--- BEGIN ITEMS ---
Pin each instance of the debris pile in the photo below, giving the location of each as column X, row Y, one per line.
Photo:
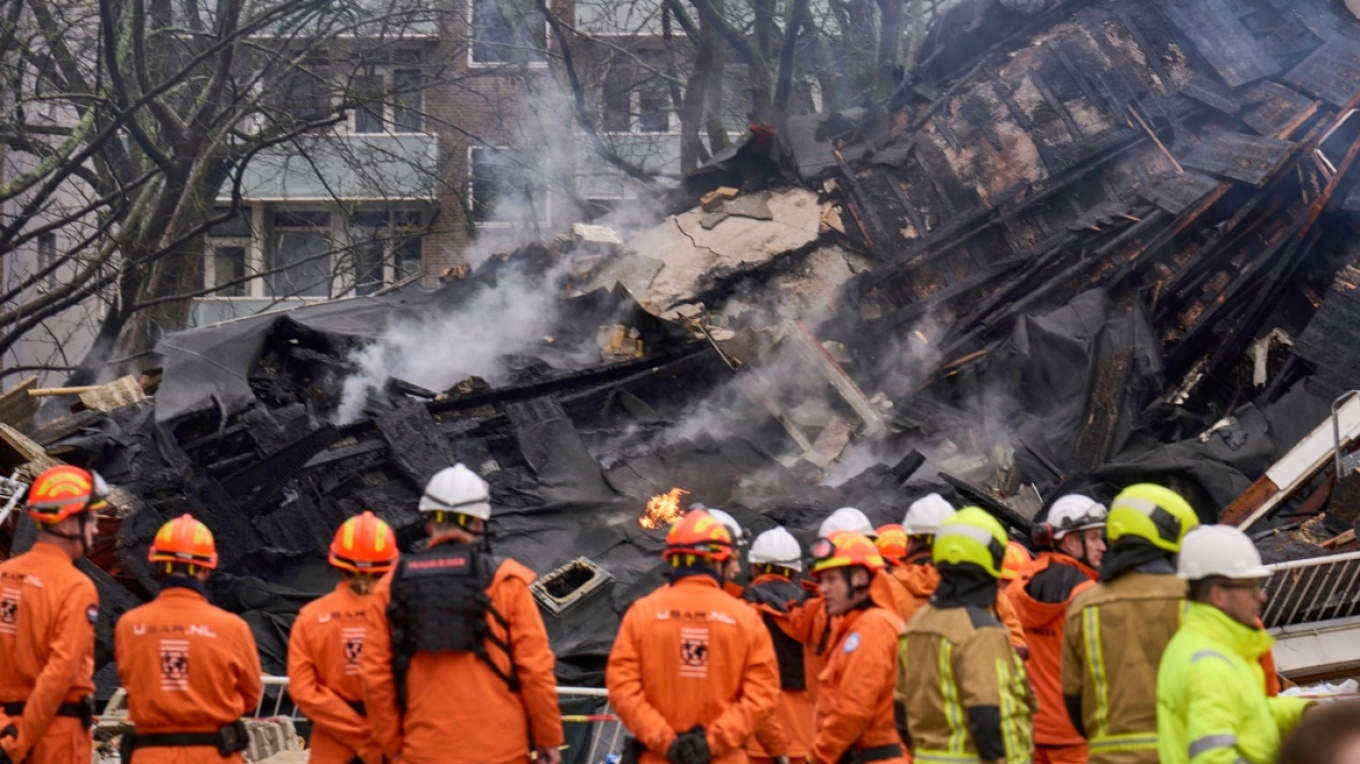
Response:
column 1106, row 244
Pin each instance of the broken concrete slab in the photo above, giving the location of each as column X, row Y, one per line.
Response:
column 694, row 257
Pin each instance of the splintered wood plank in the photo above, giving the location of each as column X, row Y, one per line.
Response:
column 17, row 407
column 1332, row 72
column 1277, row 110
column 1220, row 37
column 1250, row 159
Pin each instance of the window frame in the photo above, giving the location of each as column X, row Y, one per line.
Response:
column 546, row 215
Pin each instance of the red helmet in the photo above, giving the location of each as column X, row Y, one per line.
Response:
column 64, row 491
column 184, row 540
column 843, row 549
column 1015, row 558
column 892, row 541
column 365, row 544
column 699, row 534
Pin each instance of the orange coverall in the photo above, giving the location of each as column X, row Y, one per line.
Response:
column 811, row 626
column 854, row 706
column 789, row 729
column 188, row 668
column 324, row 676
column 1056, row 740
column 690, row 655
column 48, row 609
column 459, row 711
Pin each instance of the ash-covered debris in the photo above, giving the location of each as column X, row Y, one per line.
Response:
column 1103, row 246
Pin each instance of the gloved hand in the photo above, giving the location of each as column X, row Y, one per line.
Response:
--- END ITEMS ---
#### [WHAT NEEDS TO BE DONE]
Can you swap "orange coverall" for "safety vest" in the part that opens with the line containing "Pin each instance of the red" and closes with the last line, and give back only those lines with nothing else changed?

#### [PROBLEM SOLUTION]
Pin each instance of the red helmet in the photo above, giving the location of each as column X, row Y, one per line.
Response:
column 64, row 491
column 184, row 540
column 843, row 549
column 1015, row 558
column 892, row 541
column 365, row 544
column 699, row 534
Pin each instance of the safety vest in the photo above, giving the location of each as column X, row Y, one per line.
Response:
column 811, row 626
column 854, row 706
column 789, row 729
column 188, row 668
column 324, row 676
column 1056, row 740
column 690, row 655
column 48, row 609
column 459, row 711
Pin each instance of the ash-covered debris in the photo above, giving the location of each as column X, row Y, one per line.
Response:
column 1103, row 246
Pin each instance of the gloved hand in the photo above, giving the location of each as column X, row Y, one per line.
Response:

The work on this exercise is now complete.